▶ [CONSIGNE]:
Indiquez uniquement le nombre de lignes ci-dessous qui contiennent le mot « chair », en tenant compte de la casse.

[Entrées de la collection]
========

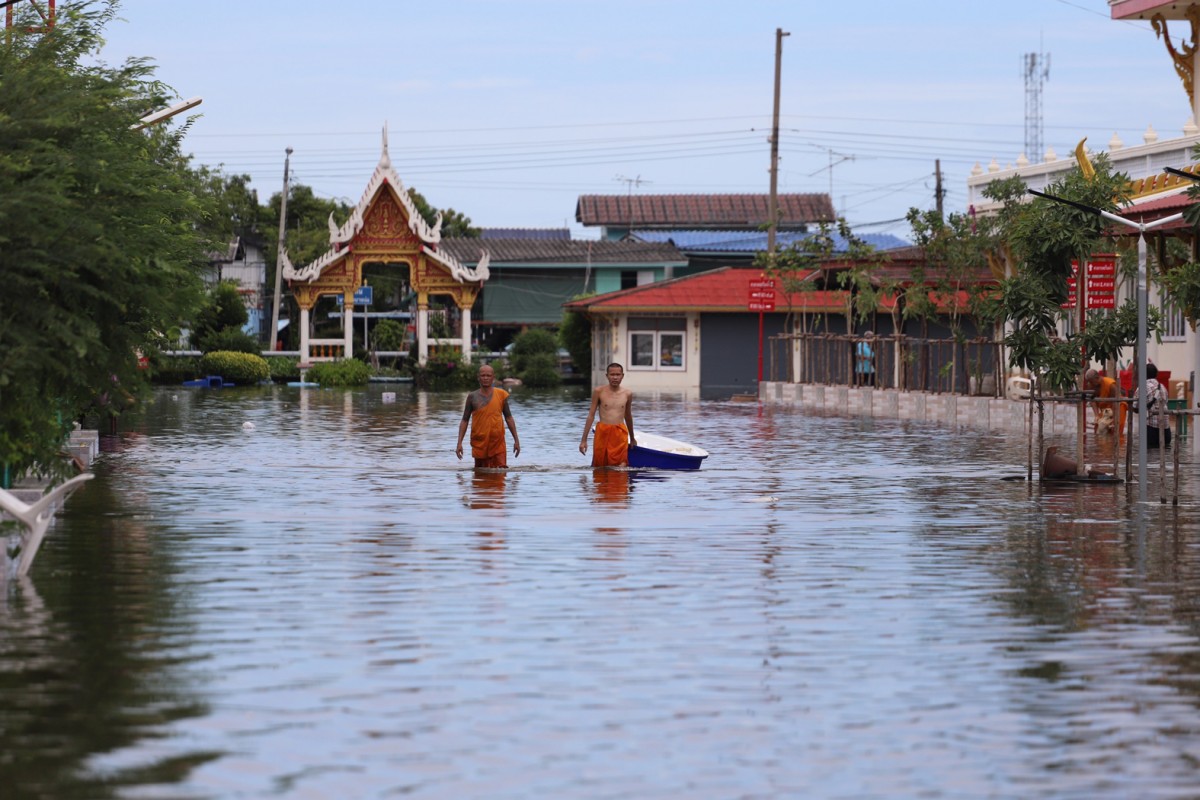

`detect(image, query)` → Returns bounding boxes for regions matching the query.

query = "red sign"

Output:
[1062,253,1117,308]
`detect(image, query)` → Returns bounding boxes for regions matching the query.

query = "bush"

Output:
[413,351,476,390]
[371,319,404,353]
[521,353,562,387]
[307,359,371,386]
[510,327,560,386]
[266,355,300,381]
[200,350,271,384]
[198,327,263,355]
[150,353,202,384]
[558,304,592,375]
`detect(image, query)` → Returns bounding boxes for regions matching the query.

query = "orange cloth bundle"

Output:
[592,422,629,467]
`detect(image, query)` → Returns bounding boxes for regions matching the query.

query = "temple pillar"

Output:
[300,306,311,363]
[462,306,470,363]
[416,291,430,367]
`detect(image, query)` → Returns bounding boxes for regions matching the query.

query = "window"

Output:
[629,317,688,371]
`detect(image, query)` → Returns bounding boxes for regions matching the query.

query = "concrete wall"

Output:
[758,381,1076,437]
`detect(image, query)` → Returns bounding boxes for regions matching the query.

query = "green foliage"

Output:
[0,2,210,475]
[307,359,371,386]
[413,351,472,391]
[408,190,482,239]
[200,350,271,384]
[1079,297,1163,362]
[509,327,559,386]
[266,355,300,383]
[558,304,592,374]
[371,319,404,353]
[1159,261,1200,331]
[198,327,263,355]
[191,281,248,351]
[1002,155,1136,390]
[150,354,204,385]
[518,353,563,389]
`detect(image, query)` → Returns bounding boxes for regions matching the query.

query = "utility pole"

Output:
[934,158,946,218]
[268,148,292,350]
[767,28,791,255]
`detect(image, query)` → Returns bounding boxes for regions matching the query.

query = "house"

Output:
[442,237,688,349]
[565,266,846,398]
[575,193,835,240]
[204,233,271,342]
[565,247,997,398]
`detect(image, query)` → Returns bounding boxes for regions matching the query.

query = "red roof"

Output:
[565,266,846,313]
[575,193,834,230]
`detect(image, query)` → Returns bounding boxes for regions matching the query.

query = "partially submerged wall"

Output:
[758,381,1076,437]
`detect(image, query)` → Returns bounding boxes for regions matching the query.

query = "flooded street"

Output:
[0,386,1200,800]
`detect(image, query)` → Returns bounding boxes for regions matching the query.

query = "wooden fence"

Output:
[763,333,1004,397]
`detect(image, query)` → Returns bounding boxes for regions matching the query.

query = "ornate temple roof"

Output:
[280,126,488,283]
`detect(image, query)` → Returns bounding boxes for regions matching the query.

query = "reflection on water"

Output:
[0,387,1200,798]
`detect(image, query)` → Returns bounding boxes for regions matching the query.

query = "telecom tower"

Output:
[1022,53,1050,163]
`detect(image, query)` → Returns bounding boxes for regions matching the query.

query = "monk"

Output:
[1084,369,1126,437]
[580,363,637,467]
[455,363,521,469]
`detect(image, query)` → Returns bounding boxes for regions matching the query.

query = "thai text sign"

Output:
[1062,253,1117,308]
[746,278,775,312]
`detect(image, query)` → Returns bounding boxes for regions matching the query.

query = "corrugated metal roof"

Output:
[479,228,571,240]
[575,193,834,230]
[634,230,908,253]
[564,266,846,313]
[438,239,688,266]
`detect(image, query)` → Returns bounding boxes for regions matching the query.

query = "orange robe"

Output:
[592,422,629,467]
[1096,378,1126,437]
[470,389,509,467]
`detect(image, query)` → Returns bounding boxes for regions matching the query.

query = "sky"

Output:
[91,0,1190,239]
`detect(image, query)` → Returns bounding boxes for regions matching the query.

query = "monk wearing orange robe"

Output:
[580,363,637,467]
[455,363,521,469]
[1084,369,1126,437]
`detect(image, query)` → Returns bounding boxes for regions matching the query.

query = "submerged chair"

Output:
[0,473,95,583]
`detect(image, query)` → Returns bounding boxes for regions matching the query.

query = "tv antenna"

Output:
[1021,47,1050,163]
[613,175,654,236]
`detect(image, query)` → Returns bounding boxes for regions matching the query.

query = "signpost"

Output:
[746,278,775,384]
[1062,253,1117,311]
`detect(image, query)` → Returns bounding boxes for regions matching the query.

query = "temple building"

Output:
[280,128,488,365]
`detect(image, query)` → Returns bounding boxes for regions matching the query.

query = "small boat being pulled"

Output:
[629,429,708,469]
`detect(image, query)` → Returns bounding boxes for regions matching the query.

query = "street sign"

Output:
[1062,253,1117,309]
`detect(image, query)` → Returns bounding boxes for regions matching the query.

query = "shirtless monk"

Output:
[580,363,637,467]
[455,363,521,469]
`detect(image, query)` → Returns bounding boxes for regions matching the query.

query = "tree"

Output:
[0,1,210,480]
[558,294,592,374]
[1002,154,1137,391]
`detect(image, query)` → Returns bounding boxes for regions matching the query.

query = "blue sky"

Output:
[104,0,1190,236]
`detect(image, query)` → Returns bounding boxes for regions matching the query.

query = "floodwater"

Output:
[0,386,1200,800]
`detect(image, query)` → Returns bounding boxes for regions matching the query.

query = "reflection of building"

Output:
[204,233,271,341]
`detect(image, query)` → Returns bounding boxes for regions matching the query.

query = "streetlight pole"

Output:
[1028,190,1183,503]
[767,28,787,255]
[268,148,294,350]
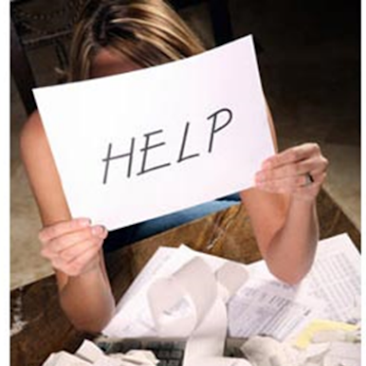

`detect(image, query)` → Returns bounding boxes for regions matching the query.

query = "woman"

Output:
[21,0,327,332]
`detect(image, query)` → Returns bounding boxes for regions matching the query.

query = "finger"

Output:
[39,218,90,243]
[48,225,107,252]
[41,225,107,259]
[257,174,308,194]
[66,247,100,276]
[255,158,317,182]
[262,143,320,169]
[59,237,103,263]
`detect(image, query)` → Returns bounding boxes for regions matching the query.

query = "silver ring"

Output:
[304,173,314,187]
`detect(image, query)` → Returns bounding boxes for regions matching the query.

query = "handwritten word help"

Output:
[102,108,233,184]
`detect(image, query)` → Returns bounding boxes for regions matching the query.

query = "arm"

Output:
[241,104,328,284]
[21,112,115,332]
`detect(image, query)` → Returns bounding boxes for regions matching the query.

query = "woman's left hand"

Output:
[256,143,328,200]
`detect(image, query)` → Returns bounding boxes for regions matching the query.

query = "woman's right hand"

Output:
[39,218,108,276]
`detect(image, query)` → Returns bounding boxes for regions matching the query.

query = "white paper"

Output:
[103,245,246,338]
[228,278,324,341]
[248,234,361,323]
[34,36,274,230]
[324,342,361,366]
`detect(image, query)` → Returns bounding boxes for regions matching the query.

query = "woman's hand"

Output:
[256,143,328,200]
[39,218,108,276]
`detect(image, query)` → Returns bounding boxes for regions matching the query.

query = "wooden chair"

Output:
[11,0,233,115]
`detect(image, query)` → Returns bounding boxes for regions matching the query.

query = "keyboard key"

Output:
[157,349,170,360]
[170,349,184,360]
[167,360,181,366]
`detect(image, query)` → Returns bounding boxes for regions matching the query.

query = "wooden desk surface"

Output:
[11,192,360,366]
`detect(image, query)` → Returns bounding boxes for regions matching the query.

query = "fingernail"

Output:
[78,218,91,227]
[92,226,104,235]
[255,172,263,183]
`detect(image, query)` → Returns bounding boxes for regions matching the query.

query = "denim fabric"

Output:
[103,194,240,252]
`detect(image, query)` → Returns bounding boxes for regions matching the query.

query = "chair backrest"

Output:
[11,0,233,115]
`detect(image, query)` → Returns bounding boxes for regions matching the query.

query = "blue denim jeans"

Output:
[103,194,240,252]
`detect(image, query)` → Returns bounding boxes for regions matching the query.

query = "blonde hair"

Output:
[66,0,204,81]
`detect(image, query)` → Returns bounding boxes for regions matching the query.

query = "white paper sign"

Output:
[34,36,274,230]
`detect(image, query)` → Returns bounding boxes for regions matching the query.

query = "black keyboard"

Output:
[94,337,244,366]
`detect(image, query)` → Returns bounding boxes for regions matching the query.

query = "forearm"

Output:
[265,198,318,284]
[60,267,115,333]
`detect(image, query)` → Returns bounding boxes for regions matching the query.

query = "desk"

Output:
[11,192,360,366]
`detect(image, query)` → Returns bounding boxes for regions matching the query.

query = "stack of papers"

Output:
[103,234,361,341]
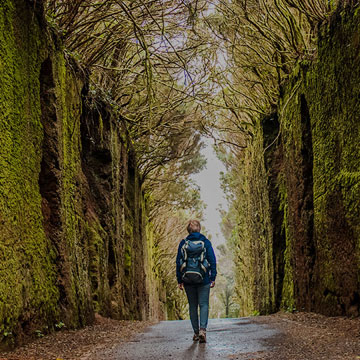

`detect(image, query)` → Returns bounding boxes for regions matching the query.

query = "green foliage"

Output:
[0,1,59,341]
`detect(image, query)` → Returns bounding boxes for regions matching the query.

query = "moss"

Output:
[0,1,59,338]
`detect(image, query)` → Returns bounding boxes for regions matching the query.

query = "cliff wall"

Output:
[0,0,167,343]
[233,5,360,315]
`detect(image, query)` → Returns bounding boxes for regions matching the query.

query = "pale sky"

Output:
[192,139,227,248]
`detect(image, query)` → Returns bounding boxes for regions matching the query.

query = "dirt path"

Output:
[0,313,360,360]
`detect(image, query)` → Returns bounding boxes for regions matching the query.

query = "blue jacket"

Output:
[176,232,216,285]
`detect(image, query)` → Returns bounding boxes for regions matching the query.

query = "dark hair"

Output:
[186,220,201,234]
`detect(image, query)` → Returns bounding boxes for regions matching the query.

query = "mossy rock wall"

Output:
[237,4,360,315]
[233,122,275,316]
[0,0,166,343]
[280,8,360,315]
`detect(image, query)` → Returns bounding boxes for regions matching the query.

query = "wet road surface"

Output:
[96,318,278,360]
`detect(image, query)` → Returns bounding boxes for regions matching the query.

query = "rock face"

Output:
[0,0,166,342]
[233,8,360,316]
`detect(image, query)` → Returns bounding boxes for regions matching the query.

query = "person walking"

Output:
[176,220,216,343]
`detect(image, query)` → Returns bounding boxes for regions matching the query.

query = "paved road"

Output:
[97,318,278,360]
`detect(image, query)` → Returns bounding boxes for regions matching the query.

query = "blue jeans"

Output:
[184,284,210,334]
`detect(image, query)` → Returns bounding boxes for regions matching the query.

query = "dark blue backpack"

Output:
[180,239,209,284]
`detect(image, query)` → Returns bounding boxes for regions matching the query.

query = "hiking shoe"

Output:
[199,329,206,343]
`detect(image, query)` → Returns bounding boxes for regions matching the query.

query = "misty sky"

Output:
[192,139,227,247]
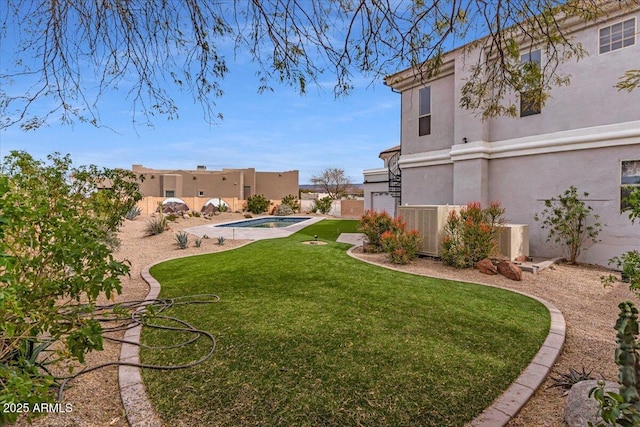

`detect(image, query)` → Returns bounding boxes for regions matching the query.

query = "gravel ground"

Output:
[16,213,637,427]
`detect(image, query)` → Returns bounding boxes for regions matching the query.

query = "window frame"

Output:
[619,158,640,211]
[598,16,638,55]
[520,49,542,117]
[418,86,432,137]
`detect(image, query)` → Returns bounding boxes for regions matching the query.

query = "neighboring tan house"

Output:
[364,6,640,265]
[132,165,298,200]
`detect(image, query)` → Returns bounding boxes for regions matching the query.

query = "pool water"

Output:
[216,217,311,228]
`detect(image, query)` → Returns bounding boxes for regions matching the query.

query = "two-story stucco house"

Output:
[364,6,640,265]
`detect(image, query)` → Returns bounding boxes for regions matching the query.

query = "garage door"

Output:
[371,192,396,216]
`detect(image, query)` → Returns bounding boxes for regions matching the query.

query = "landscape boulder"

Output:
[498,261,522,282]
[564,380,620,427]
[475,258,498,276]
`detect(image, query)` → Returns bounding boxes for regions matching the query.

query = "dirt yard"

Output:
[17,213,637,427]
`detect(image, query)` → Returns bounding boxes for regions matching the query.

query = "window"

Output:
[620,160,640,210]
[418,87,431,136]
[520,49,542,117]
[599,18,636,53]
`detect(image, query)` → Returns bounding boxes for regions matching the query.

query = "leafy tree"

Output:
[246,194,271,215]
[311,168,351,200]
[0,152,141,421]
[0,0,637,129]
[533,185,602,264]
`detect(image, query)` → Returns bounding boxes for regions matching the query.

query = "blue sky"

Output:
[0,46,400,184]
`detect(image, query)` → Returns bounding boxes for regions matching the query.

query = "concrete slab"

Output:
[336,233,364,246]
[184,217,324,240]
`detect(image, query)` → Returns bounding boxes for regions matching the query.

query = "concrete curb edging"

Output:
[118,242,566,427]
[118,241,253,427]
[347,246,567,427]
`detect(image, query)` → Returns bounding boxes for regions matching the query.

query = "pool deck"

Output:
[184,216,324,240]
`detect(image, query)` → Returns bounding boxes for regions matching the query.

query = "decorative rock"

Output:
[564,380,620,427]
[498,261,522,282]
[474,258,498,276]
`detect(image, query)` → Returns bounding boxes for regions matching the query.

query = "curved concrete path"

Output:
[118,237,566,427]
[347,247,567,427]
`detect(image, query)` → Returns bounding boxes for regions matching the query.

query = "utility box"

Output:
[398,205,462,257]
[498,224,529,261]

========

▶ [RÉPONSE]:
3